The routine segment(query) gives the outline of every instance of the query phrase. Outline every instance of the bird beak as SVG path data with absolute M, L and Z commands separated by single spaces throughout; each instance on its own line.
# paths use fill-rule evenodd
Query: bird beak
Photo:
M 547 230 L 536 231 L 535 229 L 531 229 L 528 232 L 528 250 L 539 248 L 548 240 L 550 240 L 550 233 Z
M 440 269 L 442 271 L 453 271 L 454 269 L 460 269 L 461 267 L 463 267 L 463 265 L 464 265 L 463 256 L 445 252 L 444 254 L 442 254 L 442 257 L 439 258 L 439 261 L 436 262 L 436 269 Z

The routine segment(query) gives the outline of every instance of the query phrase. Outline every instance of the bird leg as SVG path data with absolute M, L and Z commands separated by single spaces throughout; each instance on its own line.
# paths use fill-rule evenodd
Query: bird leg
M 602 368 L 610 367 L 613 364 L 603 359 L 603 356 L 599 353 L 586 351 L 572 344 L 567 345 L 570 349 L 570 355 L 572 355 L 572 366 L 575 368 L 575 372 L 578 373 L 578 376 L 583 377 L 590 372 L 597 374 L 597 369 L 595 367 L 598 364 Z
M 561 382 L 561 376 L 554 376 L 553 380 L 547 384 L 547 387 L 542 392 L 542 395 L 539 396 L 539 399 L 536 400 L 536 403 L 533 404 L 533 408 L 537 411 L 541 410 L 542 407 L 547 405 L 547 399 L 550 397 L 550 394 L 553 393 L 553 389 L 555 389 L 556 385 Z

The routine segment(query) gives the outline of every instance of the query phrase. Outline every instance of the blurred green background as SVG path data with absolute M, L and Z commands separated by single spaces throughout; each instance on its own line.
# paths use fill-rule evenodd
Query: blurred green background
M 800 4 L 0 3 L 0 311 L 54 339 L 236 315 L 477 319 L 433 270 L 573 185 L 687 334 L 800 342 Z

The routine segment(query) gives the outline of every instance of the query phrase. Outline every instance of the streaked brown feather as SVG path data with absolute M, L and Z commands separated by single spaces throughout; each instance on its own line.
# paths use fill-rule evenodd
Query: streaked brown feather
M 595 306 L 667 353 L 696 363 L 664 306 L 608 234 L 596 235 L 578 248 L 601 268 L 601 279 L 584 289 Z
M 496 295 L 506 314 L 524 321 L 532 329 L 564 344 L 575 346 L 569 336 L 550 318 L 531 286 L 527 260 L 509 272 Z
:::::
DIRECTIONS FOR THIS TASK: Rewrite the part of the entries above that opens with the line containing "of the streaked" and runs through the end of the entries, keeping every line of it, and shift each path coordinate in the outlines by adding 52 to it.

FULL OUTPUT:
The routine segment(query) gives the outline of every instance of the query phrase. Outline every instance of the streaked brown feather as SVG path data with absolute M, L and Z commands separated by single spaces throughout; each instance on its own line.
# paths use fill-rule evenodd
Query: streaked brown feather
M 647 358 L 719 405 L 748 415 L 716 358 L 660 286 L 648 287 L 630 300 L 653 320 L 653 331 L 636 341 Z
M 548 347 L 558 366 L 576 373 L 584 381 L 616 396 L 627 398 L 621 388 L 602 370 L 583 338 L 579 312 L 561 324 Z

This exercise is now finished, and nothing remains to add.